#### DATA IN THIS EXERCISE

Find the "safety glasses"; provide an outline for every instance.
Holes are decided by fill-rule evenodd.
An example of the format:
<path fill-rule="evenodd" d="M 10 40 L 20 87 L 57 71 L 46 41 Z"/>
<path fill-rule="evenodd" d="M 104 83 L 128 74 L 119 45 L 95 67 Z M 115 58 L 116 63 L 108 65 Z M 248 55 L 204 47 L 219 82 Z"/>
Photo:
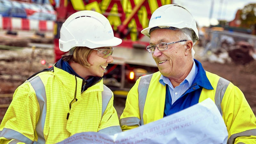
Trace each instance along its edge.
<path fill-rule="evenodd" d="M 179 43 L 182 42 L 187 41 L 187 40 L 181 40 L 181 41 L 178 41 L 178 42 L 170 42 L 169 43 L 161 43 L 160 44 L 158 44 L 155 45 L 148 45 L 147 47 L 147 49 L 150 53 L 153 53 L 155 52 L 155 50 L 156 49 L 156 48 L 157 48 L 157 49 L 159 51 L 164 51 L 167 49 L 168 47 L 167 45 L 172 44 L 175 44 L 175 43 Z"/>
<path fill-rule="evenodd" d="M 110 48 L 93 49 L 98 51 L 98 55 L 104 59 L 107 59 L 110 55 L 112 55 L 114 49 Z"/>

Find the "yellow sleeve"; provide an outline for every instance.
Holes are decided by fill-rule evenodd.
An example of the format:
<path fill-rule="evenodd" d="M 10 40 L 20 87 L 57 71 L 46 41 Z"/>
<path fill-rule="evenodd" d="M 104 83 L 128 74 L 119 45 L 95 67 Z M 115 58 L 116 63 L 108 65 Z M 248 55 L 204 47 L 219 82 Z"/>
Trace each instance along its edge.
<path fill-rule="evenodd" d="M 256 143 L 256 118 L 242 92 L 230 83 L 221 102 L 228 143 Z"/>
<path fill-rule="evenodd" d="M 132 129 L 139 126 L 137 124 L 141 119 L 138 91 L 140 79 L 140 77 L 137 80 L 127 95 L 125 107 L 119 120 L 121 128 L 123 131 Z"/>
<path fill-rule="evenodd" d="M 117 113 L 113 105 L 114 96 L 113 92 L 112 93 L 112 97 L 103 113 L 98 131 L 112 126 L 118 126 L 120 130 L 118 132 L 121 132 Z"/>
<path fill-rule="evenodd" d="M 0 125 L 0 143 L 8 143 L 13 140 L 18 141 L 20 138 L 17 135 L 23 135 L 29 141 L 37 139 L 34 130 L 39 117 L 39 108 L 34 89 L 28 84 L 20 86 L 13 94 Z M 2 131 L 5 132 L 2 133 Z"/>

########

* **REQUIRED TASK**:
Rewrite both rows above with every "instance" changed to "object" and nothing else altered. Omit the pictures.

* **THE RESPONSE**:
Find the "safety glasses"; provide an outline for every object.
Holes are decided by fill-rule evenodd.
An example of the format:
<path fill-rule="evenodd" d="M 10 40 L 20 87 L 57 71 L 46 41 Z"/>
<path fill-rule="evenodd" d="M 104 83 L 128 74 L 119 45 L 95 67 Z M 115 58 L 116 63 L 108 65 Z M 248 55 L 204 47 L 219 82 Z"/>
Photo:
Trace each object along its edge.
<path fill-rule="evenodd" d="M 179 43 L 182 42 L 187 41 L 187 40 L 181 40 L 181 41 L 178 41 L 178 42 L 170 42 L 169 43 L 161 43 L 160 44 L 158 44 L 155 45 L 148 45 L 147 47 L 147 49 L 150 53 L 153 53 L 155 52 L 155 50 L 156 49 L 156 48 L 157 48 L 157 49 L 159 51 L 164 51 L 167 49 L 168 47 L 167 45 L 172 44 L 175 44 L 175 43 Z"/>
<path fill-rule="evenodd" d="M 110 48 L 93 49 L 98 51 L 98 55 L 104 59 L 107 59 L 110 55 L 112 55 L 114 49 Z"/>

Find the "yellow sleeve"; provide an outline for every object.
Holes are decided by fill-rule evenodd.
An example of the format:
<path fill-rule="evenodd" d="M 10 40 L 20 87 L 57 71 L 46 41 Z"/>
<path fill-rule="evenodd" d="M 104 83 L 128 74 L 119 45 L 95 67 Z M 115 58 L 116 63 L 108 65 Z M 248 55 L 204 47 L 219 82 Z"/>
Trace each object along its edge.
<path fill-rule="evenodd" d="M 256 143 L 256 118 L 242 92 L 230 83 L 221 102 L 228 143 Z"/>
<path fill-rule="evenodd" d="M 132 129 L 139 126 L 137 124 L 141 119 L 138 91 L 140 79 L 140 77 L 137 80 L 127 95 L 125 107 L 119 120 L 121 128 L 123 131 Z"/>
<path fill-rule="evenodd" d="M 117 113 L 113 105 L 114 96 L 113 92 L 112 93 L 112 97 L 103 113 L 98 131 L 112 126 L 118 126 L 120 130 L 118 132 L 121 132 Z"/>
<path fill-rule="evenodd" d="M 0 125 L 0 143 L 8 143 L 13 140 L 18 141 L 20 138 L 17 135 L 23 135 L 29 141 L 37 139 L 34 130 L 39 117 L 39 108 L 34 89 L 28 84 L 20 86 L 13 94 Z M 2 131 L 5 132 L 2 133 Z"/>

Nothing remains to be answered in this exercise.